GOAL OF THE EXERCISE: Substitute "track edge" for "trackside" in the material starting at the line that contains "Task: Where can the orange" and ending at the line that contains "[[111, 36]]", and give only those lines back with nothing else altered.

DATA SUPPLIED:
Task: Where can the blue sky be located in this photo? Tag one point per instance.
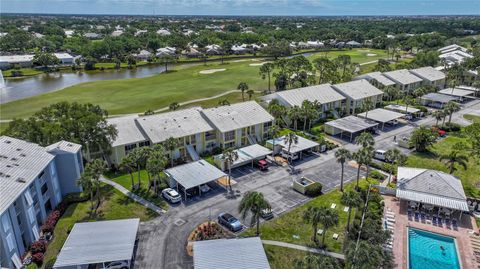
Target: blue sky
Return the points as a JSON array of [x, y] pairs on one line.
[[245, 7]]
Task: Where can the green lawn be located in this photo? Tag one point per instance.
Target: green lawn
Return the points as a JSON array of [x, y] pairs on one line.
[[141, 94], [471, 117], [290, 224], [126, 181], [115, 205], [25, 72], [470, 177], [282, 258]]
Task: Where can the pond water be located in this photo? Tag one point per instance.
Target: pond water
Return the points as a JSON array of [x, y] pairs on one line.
[[15, 89]]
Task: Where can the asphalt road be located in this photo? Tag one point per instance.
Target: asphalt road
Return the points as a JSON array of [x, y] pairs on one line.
[[162, 241]]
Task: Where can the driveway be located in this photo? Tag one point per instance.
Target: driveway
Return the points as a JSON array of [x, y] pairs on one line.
[[162, 241]]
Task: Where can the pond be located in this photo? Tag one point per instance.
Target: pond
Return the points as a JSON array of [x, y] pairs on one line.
[[19, 88]]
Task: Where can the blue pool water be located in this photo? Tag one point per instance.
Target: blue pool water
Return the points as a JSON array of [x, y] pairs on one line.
[[431, 251]]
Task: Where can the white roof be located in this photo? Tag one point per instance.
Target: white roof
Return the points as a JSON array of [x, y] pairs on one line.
[[357, 89], [381, 115], [402, 108], [303, 144], [98, 242], [194, 174], [236, 116], [20, 163], [457, 92], [129, 131], [402, 76], [351, 124], [431, 187], [243, 253], [176, 124], [323, 93], [428, 73], [378, 77]]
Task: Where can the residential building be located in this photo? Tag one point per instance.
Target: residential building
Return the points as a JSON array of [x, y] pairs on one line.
[[356, 92], [377, 79], [34, 180], [404, 80], [430, 76], [323, 94], [239, 124]]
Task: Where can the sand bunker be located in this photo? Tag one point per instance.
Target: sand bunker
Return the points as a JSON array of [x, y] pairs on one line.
[[211, 71]]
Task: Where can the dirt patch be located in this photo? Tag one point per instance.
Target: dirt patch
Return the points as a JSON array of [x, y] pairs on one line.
[[211, 71]]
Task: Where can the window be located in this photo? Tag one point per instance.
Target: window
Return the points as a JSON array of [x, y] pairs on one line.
[[130, 147], [230, 135]]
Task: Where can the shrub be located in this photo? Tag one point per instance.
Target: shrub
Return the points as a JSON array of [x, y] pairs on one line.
[[39, 246], [314, 190], [37, 258], [377, 175]]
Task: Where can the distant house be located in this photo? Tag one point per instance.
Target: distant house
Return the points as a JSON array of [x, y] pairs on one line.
[[353, 44], [404, 80], [356, 92], [430, 76]]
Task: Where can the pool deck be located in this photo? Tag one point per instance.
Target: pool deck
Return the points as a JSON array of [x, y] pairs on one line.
[[462, 235]]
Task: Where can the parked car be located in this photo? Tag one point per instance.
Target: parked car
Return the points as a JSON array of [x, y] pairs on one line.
[[205, 188], [171, 195], [267, 214], [262, 164], [229, 221], [117, 265]]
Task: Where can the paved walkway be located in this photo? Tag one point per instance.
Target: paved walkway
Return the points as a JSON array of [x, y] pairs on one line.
[[304, 248], [132, 195]]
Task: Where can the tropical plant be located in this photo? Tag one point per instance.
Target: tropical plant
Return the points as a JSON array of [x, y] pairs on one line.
[[422, 138], [351, 199], [242, 86], [342, 155], [171, 144], [253, 203], [229, 156]]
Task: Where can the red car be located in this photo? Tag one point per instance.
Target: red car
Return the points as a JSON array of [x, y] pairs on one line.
[[262, 164]]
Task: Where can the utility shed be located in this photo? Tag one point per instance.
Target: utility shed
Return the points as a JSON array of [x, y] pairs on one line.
[[101, 242], [381, 115], [436, 100], [193, 174], [351, 125], [245, 253]]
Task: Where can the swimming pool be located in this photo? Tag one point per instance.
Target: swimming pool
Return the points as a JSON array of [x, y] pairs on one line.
[[428, 250]]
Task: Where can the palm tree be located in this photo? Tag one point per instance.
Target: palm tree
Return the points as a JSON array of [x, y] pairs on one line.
[[351, 199], [266, 71], [250, 93], [365, 139], [128, 165], [289, 139], [452, 158], [312, 216], [439, 115], [451, 107], [174, 106], [254, 203], [171, 144], [242, 86], [329, 219], [342, 156], [360, 158], [229, 156]]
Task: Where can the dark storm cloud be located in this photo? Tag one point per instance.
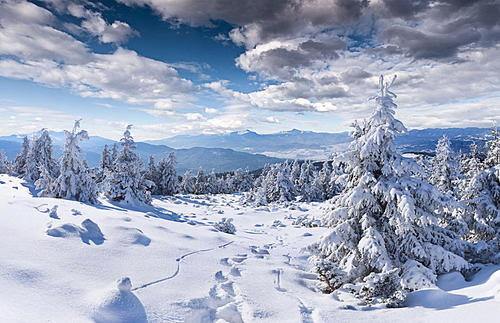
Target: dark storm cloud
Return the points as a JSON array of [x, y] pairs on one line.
[[432, 46]]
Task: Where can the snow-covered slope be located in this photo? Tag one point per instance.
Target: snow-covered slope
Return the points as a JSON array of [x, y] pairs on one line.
[[71, 264]]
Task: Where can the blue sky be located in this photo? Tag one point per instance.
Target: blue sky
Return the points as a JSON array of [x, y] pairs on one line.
[[188, 67]]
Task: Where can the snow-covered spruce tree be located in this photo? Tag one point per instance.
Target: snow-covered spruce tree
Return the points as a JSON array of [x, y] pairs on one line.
[[279, 188], [20, 163], [74, 181], [106, 162], [126, 182], [222, 187], [187, 183], [482, 213], [211, 183], [295, 172], [303, 185], [470, 165], [445, 169], [168, 181], [481, 206], [200, 182], [246, 181], [5, 167], [152, 174], [385, 237], [40, 156], [493, 157]]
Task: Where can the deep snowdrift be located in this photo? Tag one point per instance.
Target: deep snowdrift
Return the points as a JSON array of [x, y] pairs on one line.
[[65, 267]]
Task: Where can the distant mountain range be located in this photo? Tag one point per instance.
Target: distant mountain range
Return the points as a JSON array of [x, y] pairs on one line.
[[296, 144], [219, 159], [226, 152]]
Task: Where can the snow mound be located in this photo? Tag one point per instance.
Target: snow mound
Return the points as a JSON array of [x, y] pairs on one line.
[[451, 281], [120, 305], [435, 298], [135, 236], [89, 231]]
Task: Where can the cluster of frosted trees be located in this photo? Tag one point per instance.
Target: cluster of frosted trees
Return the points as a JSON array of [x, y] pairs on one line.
[[298, 181], [121, 175], [395, 226]]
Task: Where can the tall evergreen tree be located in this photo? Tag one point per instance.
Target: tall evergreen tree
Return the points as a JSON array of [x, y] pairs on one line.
[[5, 167], [168, 181], [153, 175], [187, 183], [445, 173], [126, 182], [493, 156], [200, 182], [384, 234], [74, 180], [106, 160], [40, 156], [20, 163]]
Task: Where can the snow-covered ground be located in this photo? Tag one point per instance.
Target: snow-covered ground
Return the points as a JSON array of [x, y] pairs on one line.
[[62, 265]]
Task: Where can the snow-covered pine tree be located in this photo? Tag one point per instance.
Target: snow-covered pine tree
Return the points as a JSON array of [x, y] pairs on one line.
[[493, 156], [74, 181], [424, 161], [316, 187], [295, 172], [5, 167], [106, 160], [231, 184], [40, 156], [187, 183], [114, 153], [126, 182], [385, 236], [21, 160], [278, 184], [303, 184], [222, 185], [247, 181], [481, 210], [470, 165], [152, 174], [168, 181], [211, 183], [445, 169], [482, 199], [200, 182]]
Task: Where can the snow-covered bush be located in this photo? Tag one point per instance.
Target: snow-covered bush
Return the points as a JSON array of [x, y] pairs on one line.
[[74, 180], [126, 182], [225, 225], [384, 224]]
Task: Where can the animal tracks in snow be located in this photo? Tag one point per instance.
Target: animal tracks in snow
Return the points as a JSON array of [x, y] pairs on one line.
[[179, 260]]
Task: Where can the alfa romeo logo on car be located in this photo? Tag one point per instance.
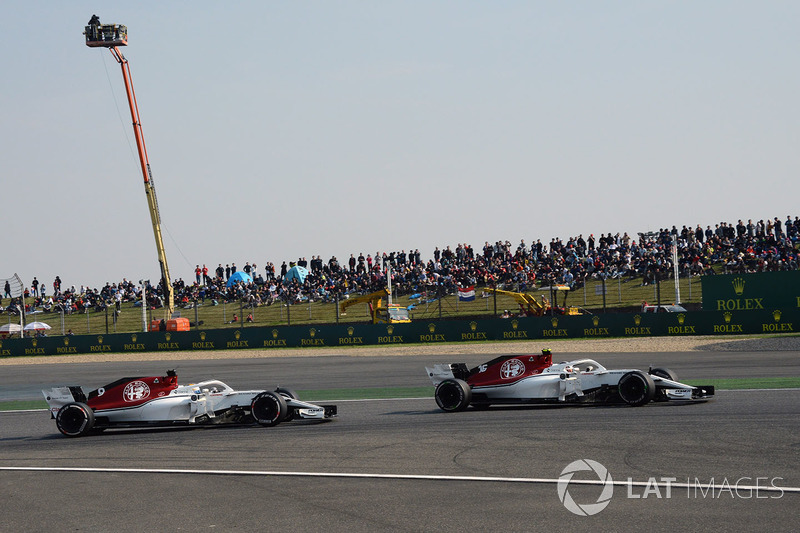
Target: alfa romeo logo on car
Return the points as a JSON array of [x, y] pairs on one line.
[[512, 368], [135, 391], [585, 509]]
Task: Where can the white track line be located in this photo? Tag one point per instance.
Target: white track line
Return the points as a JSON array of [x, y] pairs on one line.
[[266, 473]]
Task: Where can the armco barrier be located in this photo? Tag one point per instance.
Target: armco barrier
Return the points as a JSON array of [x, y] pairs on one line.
[[546, 328]]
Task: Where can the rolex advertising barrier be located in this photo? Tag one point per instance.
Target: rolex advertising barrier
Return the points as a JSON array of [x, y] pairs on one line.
[[429, 332], [735, 304]]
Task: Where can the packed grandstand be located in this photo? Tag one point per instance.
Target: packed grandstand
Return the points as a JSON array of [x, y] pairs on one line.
[[769, 245]]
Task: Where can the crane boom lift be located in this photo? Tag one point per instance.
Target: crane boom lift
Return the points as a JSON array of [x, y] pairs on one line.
[[112, 36]]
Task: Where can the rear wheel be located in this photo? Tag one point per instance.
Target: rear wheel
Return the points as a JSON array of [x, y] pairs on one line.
[[268, 408], [453, 395], [636, 388], [75, 419]]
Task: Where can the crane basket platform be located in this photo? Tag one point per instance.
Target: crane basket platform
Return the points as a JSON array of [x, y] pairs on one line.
[[106, 35]]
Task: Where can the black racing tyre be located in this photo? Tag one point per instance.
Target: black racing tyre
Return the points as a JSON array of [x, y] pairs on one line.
[[453, 395], [268, 408], [636, 388], [665, 373], [75, 419], [289, 410]]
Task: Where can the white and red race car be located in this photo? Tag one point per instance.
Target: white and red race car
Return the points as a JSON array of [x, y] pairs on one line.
[[531, 379], [161, 401]]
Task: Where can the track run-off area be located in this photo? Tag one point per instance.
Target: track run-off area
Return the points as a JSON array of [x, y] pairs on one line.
[[402, 464]]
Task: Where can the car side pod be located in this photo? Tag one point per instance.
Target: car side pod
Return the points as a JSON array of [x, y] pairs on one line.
[[453, 395], [636, 388]]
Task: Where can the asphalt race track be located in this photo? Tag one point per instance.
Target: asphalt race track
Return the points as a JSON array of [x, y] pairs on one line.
[[403, 464]]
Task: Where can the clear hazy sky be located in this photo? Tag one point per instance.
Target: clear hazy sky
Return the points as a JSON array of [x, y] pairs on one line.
[[277, 130]]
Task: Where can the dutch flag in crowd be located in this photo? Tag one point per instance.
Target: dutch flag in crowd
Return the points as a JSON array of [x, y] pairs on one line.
[[467, 294]]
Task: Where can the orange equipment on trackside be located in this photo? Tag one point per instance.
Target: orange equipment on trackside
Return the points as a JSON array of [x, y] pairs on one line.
[[111, 36]]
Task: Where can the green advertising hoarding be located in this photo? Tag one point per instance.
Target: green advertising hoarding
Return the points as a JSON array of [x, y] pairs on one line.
[[764, 291]]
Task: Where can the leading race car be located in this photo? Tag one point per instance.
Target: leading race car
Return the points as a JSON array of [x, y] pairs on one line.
[[161, 401], [530, 379]]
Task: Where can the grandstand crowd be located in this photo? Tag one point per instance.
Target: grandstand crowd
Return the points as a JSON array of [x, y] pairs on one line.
[[743, 247]]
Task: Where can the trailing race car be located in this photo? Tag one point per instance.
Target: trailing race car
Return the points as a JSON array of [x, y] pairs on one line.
[[529, 379], [160, 401]]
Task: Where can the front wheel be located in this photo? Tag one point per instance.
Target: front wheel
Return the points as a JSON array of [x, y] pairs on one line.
[[268, 408], [75, 419], [453, 395], [636, 388]]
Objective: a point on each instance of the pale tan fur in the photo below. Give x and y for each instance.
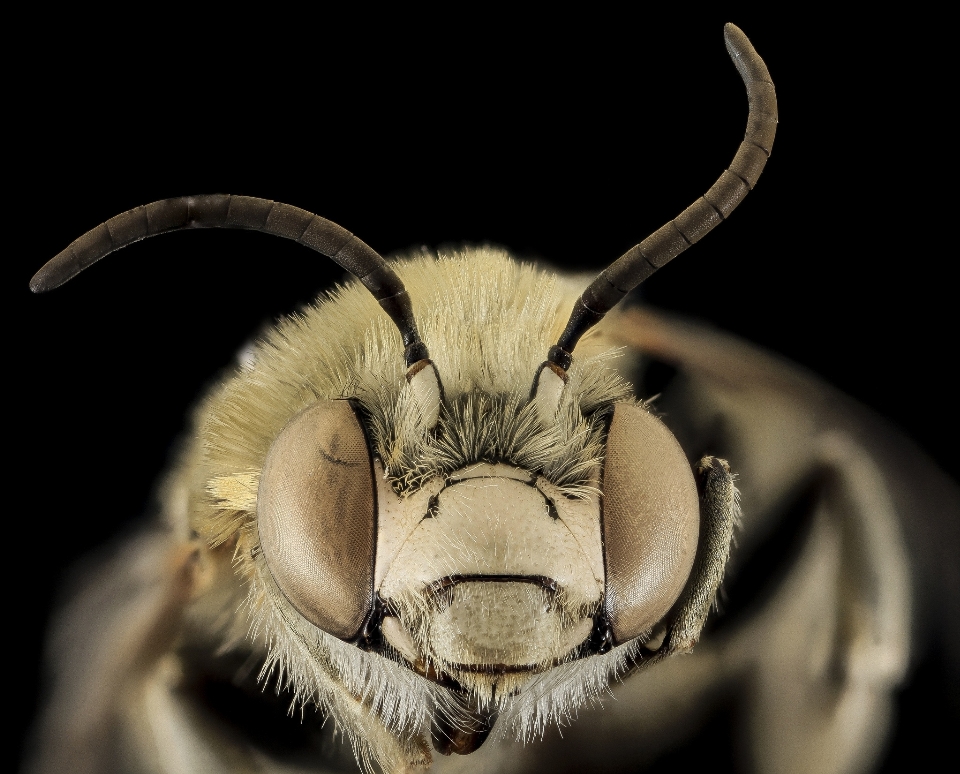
(488, 322)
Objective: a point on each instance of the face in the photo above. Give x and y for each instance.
(175, 352)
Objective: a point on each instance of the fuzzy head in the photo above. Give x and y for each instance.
(429, 557)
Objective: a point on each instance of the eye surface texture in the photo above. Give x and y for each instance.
(316, 517)
(651, 519)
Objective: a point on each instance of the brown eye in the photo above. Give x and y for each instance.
(651, 521)
(316, 517)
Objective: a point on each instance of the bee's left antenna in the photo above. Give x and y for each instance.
(664, 244)
(245, 212)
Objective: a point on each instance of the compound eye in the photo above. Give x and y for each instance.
(651, 521)
(316, 517)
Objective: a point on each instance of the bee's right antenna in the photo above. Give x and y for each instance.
(244, 212)
(666, 243)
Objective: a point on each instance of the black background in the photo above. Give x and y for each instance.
(566, 139)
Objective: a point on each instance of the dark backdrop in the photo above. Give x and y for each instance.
(566, 140)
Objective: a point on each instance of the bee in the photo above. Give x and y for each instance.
(404, 402)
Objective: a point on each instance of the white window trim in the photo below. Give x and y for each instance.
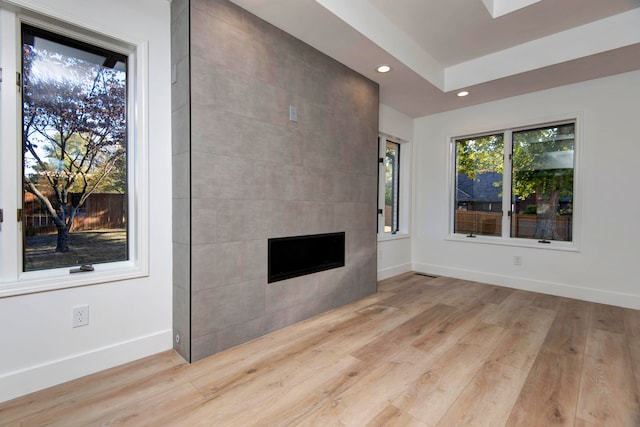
(404, 185)
(13, 281)
(506, 240)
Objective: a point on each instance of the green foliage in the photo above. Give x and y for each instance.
(543, 162)
(475, 156)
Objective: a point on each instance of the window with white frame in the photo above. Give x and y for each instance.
(72, 156)
(516, 184)
(392, 188)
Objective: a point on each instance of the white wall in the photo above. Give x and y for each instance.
(605, 267)
(128, 319)
(394, 252)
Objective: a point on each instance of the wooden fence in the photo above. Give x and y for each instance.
(490, 223)
(99, 212)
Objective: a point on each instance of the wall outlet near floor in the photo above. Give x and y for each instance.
(80, 315)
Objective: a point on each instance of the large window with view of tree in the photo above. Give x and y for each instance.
(392, 187)
(478, 195)
(74, 136)
(527, 194)
(542, 183)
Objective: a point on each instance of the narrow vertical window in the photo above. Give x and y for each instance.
(74, 136)
(392, 187)
(542, 183)
(478, 186)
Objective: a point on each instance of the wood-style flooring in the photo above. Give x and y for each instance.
(423, 351)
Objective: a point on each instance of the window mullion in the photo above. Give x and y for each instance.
(9, 149)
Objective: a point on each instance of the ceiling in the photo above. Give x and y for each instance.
(438, 47)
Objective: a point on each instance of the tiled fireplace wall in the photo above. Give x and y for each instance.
(243, 173)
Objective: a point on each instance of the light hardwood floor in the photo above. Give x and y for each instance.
(423, 351)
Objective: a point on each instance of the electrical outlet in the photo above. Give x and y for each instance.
(80, 316)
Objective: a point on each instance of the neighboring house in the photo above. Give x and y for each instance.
(479, 193)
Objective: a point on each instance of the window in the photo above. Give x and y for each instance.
(391, 187)
(74, 115)
(478, 198)
(526, 194)
(72, 155)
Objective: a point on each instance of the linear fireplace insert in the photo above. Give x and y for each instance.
(299, 255)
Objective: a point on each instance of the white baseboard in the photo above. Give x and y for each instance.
(393, 271)
(559, 289)
(29, 380)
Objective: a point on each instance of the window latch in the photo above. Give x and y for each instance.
(82, 269)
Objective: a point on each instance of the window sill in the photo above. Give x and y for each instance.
(520, 243)
(388, 236)
(60, 279)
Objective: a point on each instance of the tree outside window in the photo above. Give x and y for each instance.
(74, 99)
(541, 189)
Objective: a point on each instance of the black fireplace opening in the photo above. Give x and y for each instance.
(299, 255)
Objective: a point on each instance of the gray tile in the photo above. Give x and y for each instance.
(219, 308)
(291, 292)
(181, 321)
(223, 177)
(180, 90)
(181, 221)
(203, 346)
(180, 130)
(241, 333)
(215, 131)
(181, 175)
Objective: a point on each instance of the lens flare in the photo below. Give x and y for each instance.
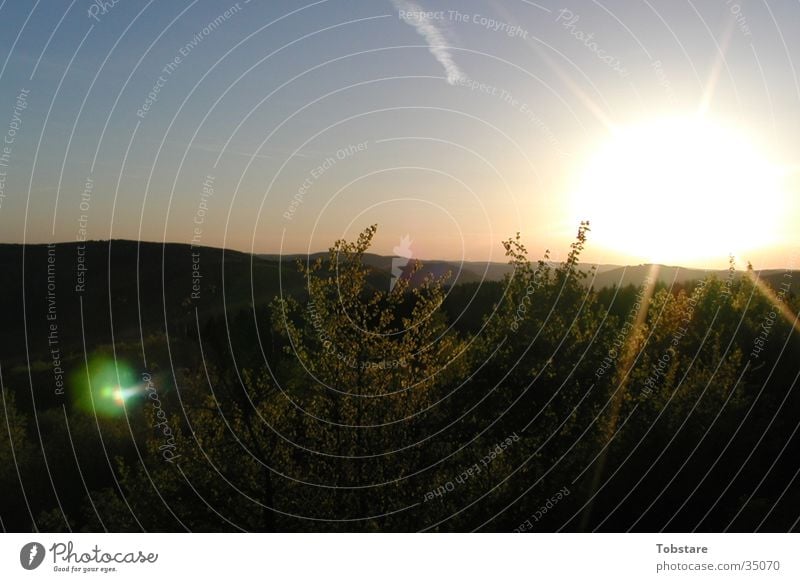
(104, 386)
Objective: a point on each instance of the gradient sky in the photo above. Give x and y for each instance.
(260, 101)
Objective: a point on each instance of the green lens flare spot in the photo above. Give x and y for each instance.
(104, 387)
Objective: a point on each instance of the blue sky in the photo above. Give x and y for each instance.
(316, 120)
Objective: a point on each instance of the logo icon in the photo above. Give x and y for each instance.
(403, 254)
(31, 555)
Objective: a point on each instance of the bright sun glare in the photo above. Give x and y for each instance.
(680, 190)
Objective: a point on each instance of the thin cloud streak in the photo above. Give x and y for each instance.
(437, 43)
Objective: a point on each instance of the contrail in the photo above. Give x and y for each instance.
(437, 43)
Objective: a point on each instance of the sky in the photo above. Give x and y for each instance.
(282, 126)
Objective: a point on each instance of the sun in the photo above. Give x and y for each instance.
(680, 190)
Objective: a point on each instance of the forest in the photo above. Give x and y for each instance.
(322, 399)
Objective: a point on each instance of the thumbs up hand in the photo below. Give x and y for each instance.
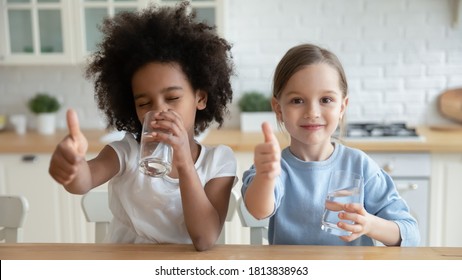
(69, 153)
(267, 158)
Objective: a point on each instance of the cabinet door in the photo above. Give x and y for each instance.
(35, 31)
(90, 16)
(446, 209)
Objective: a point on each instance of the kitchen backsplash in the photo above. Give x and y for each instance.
(399, 55)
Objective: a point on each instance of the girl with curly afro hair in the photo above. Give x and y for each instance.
(159, 59)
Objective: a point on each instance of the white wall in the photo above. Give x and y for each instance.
(398, 55)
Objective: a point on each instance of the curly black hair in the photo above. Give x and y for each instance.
(159, 34)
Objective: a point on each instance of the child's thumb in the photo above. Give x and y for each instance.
(268, 132)
(73, 124)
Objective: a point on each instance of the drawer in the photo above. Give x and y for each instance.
(404, 164)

SOLUTION BELOW:
Task: Where can the orange equipment on track edge be located in this photo? Tag one point per instance.
Target: orange equipment on track edge
Return the points as a JSON array of [x, y] pairs on one line.
[[111, 36]]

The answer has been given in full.